▸ TASK GOAL: Copy the following records word for word, keeping every line as it stands. Leave the pictures out of your copy.

▸ ENTRIES:
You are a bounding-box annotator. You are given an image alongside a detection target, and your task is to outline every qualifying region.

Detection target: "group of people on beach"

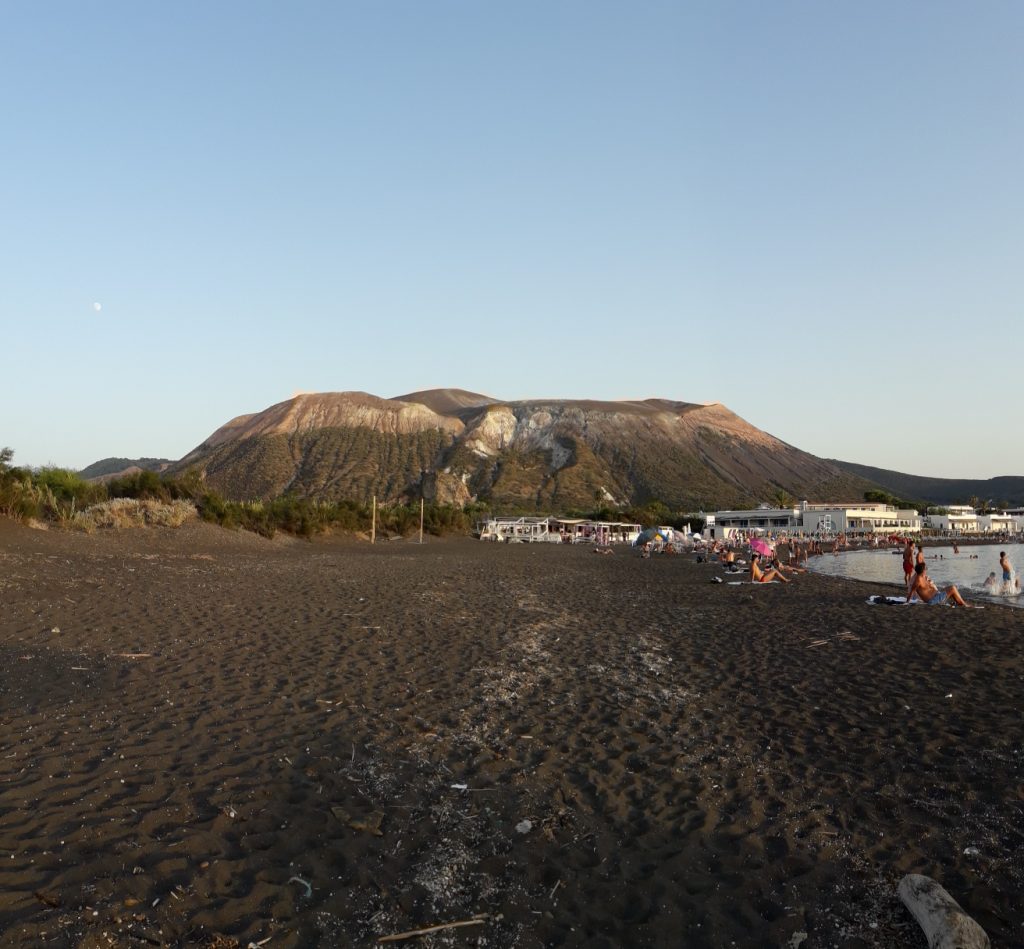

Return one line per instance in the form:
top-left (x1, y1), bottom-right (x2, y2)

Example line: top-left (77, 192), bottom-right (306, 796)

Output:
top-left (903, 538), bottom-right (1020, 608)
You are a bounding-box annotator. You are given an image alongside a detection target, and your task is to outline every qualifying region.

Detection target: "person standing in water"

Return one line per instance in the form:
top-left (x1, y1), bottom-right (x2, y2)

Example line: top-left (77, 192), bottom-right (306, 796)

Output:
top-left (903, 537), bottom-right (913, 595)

▸ FULL OUTPUT:
You are a bounding-box annotator. You are given an image alongside a detection target, and your task is to outline every qualifying region.

Detection target: "group of people on beach"


Return one line per instance in the form:
top-left (x1, y1), bottom-right (x2, y2)

Example line: top-left (77, 192), bottom-right (306, 796)

Output:
top-left (903, 538), bottom-right (1020, 608)
You are a bounding-box annotator. You are given an image alongside a detection target, and your task is to outline every qualifying region.

Detection target: "person standing in water"

Return one line per instance in the form:
top-left (x1, y1), bottom-right (x2, y2)

Example line: top-left (77, 192), bottom-right (306, 796)

Output:
top-left (903, 537), bottom-right (913, 595)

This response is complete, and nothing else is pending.